Restate, word for word, every line of the data.

[Extracted data entries]:

------------

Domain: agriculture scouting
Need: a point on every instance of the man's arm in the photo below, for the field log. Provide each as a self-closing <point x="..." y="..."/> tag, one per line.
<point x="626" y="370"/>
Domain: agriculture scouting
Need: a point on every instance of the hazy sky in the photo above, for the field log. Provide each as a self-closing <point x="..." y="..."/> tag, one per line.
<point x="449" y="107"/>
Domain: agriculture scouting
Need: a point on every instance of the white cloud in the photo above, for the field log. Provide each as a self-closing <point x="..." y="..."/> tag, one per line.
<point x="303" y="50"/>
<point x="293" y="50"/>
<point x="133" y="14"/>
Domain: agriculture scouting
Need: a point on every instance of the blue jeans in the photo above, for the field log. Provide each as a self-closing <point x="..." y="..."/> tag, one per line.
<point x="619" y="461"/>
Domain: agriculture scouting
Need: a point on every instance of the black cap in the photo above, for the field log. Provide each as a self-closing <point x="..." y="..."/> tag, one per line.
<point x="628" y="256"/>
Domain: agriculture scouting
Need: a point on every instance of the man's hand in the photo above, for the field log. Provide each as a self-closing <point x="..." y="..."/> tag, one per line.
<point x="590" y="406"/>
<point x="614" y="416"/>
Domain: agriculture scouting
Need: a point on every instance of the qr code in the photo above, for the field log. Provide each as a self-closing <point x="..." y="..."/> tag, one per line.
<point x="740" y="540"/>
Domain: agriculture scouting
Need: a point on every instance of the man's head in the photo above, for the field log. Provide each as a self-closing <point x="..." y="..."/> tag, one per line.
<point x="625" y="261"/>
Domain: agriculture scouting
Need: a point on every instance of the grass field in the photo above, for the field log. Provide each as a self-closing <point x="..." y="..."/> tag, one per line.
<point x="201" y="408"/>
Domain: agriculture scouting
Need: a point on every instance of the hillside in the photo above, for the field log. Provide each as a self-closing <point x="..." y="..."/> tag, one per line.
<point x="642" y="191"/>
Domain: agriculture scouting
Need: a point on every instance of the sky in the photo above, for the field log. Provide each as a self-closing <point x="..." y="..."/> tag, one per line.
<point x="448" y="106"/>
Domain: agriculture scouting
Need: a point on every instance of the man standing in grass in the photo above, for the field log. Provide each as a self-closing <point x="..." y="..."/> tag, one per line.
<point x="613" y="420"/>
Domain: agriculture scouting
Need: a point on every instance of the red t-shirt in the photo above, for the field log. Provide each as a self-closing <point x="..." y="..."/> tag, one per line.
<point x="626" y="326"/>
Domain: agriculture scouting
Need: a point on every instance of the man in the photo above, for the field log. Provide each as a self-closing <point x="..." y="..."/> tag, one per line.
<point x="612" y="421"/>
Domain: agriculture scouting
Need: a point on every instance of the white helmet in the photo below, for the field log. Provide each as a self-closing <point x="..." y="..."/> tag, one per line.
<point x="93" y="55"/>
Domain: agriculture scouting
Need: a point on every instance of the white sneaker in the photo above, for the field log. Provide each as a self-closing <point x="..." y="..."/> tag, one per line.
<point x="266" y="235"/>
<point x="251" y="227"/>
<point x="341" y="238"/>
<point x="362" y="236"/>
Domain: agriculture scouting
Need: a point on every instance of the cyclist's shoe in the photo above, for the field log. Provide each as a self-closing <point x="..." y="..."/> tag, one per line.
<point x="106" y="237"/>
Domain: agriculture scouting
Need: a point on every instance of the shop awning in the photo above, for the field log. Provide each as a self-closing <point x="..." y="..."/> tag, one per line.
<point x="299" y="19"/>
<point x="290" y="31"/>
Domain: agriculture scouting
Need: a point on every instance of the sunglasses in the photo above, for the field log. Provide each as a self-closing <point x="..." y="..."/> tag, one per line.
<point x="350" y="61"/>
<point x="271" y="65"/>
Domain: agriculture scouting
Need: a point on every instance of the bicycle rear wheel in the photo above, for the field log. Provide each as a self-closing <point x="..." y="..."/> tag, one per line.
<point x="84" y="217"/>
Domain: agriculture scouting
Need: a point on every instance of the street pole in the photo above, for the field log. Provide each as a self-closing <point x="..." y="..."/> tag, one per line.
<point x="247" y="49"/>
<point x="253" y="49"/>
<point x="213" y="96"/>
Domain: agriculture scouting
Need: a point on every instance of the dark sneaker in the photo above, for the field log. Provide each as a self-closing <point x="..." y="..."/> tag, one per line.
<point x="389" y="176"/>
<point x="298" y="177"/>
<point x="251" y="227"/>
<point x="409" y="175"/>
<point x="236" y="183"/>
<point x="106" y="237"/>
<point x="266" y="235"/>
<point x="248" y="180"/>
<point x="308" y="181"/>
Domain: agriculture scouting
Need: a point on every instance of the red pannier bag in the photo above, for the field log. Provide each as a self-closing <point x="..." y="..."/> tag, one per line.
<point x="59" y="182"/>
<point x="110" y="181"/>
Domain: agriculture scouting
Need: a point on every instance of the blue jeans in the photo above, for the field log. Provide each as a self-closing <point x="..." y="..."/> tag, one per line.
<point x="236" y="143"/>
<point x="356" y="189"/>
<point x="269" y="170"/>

------------

[Answer to this exercise]:
Domain: agriculture scouting
Need: a point on every instance of the man's arm in the photo below, for the field log. Provide each as a self-closing <point x="..." y="..."/> tag, one per line.
<point x="626" y="370"/>
Domain: agriculture scouting
Need: a point on every instance of the hazy sky in the photo above, for the field log. Provide each as a self-closing <point x="..." y="..."/> tag, one per line.
<point x="449" y="107"/>
Domain: agriculture scouting
Need: a point on every instance of the white cloud in the photo above, for the field log. Provide each as a self-closing <point x="..." y="..."/> tag, one per line.
<point x="303" y="50"/>
<point x="293" y="50"/>
<point x="133" y="14"/>
Domain: agriculture scouting
Need: a point on every instance of the blue jeans in the photo above, for the field log. Provide each as a self-closing <point x="..." y="..."/> tag, one per line.
<point x="619" y="461"/>
Domain: agriculture scouting
Need: a point on every instance of the black cap in the photo above, for the field log. Provide each as a self-closing <point x="..." y="..."/> tag, one per line.
<point x="628" y="256"/>
Domain: agriculture scouting
Need: a point on every instance of the man's hand in the photo above, for the field log. Provide each as a self-closing <point x="..." y="..."/> tag, one per line.
<point x="590" y="406"/>
<point x="614" y="416"/>
Domain: agriculture scouting
Need: a point on every instance of the qr code in the photo above, for the field log. Provide each as a self-closing <point x="..." y="..."/> tag, one per line.
<point x="740" y="540"/>
Domain: agriculture scouting
Need: a point on every instance of the man's head in the photo above, for the field log. Provide each as a self-closing <point x="..." y="..."/> tag, one per line.
<point x="625" y="261"/>
Domain: agriculture scouting
Need: a point on every instance of the grass field in the photo above, for the field log. Provide each as a self-closing <point x="..." y="..."/> tag, one per line.
<point x="201" y="408"/>
Domain: agriculture scouting
Need: a point on every instance of the hillside in the photo above, for the field log. Provide each as a self-closing <point x="..." y="..."/> tag, one per line.
<point x="642" y="191"/>
Domain: agriculture scouting
Need: a point on every instance of the sky in the photo above, for the field log. Provide each as a self-closing <point x="..." y="..."/> tag, one per line.
<point x="448" y="106"/>
Domain: agriculture scouting
Need: a point on every instance of the man standing in grass in the photo above, for the field log. Provide each as a self-closing <point x="..." y="..."/> tag, one per line.
<point x="613" y="420"/>
Domain: agriculture scouting
Need: a point on every instance of the red t-shirt in the photo above, for the field log. Provide each as a self-closing <point x="..." y="..."/> tag, one per line.
<point x="626" y="326"/>
Domain: agriculture scouting
Need: a point on every instance of the man in the photo above, for the field log. Provide each as a self-closing <point x="..." y="..."/> tag, one per line.
<point x="612" y="421"/>
Domain: agriculture scouting
Need: a point on every instance of the white helmet in the photo below, for the field log. Provide each as a self-closing <point x="..." y="..."/> tag, one per line.
<point x="93" y="55"/>
Domain: agriculture scouting
Need: a point on every instance of the white sneaker in the photo above, for the field log. Provide each as a self-closing <point x="..." y="..."/> tag, one per line.
<point x="266" y="235"/>
<point x="251" y="227"/>
<point x="341" y="238"/>
<point x="362" y="236"/>
Domain: agriculture scouting
Need: a point on every instance of the cyclist's shoe in the photo above, for the field log. Provide each as a self-closing <point x="..." y="..."/> tag, one per line.
<point x="106" y="237"/>
Domain: agriculture scouting
Need: a point on every instance of the shop awning in the photo above, for the field log. Provide each as a self-closing <point x="..." y="..."/> tag, one per line.
<point x="299" y="19"/>
<point x="290" y="31"/>
Domain: agriculture scouting
Need: a point on every instance of the sunglasses in the photo above, for the field log. Provide each as a self-closing <point x="..." y="..."/> tag, one per line.
<point x="350" y="61"/>
<point x="271" y="65"/>
Domain: agriculture scouting
Need: a point on every instance of the bicycle rear wheel in the photo above, for the field log. Provide each as a self-closing <point x="..." y="..."/> tag, one per line.
<point x="84" y="217"/>
Domain: agriculture scouting
Need: a point on every instance of the street pole in the photo above, for the field log. Provide each as a self-closing <point x="..." y="..."/> tag, one per line.
<point x="247" y="49"/>
<point x="253" y="49"/>
<point x="213" y="96"/>
Domain: agriculture scouting
Need: a point on every instance of the dark sneaker in the photo above, for the field log. Provide each as a self-closing <point x="..." y="..."/> tag, one per line.
<point x="389" y="176"/>
<point x="298" y="177"/>
<point x="251" y="227"/>
<point x="409" y="175"/>
<point x="236" y="183"/>
<point x="106" y="237"/>
<point x="266" y="235"/>
<point x="248" y="180"/>
<point x="308" y="181"/>
Domain: agriculture scouting
Need: a point on every instance of the red pannier bag in the photo above, for the field log. Provide each as a self-closing <point x="..." y="..."/> tag, one per line.
<point x="59" y="182"/>
<point x="110" y="181"/>
Domain: agriculture scouting
Need: a point on every instance of the blue jeans in the photo above, for the field log. Provide each as a self-closing <point x="..." y="..."/> tag, one per line.
<point x="236" y="143"/>
<point x="356" y="189"/>
<point x="269" y="170"/>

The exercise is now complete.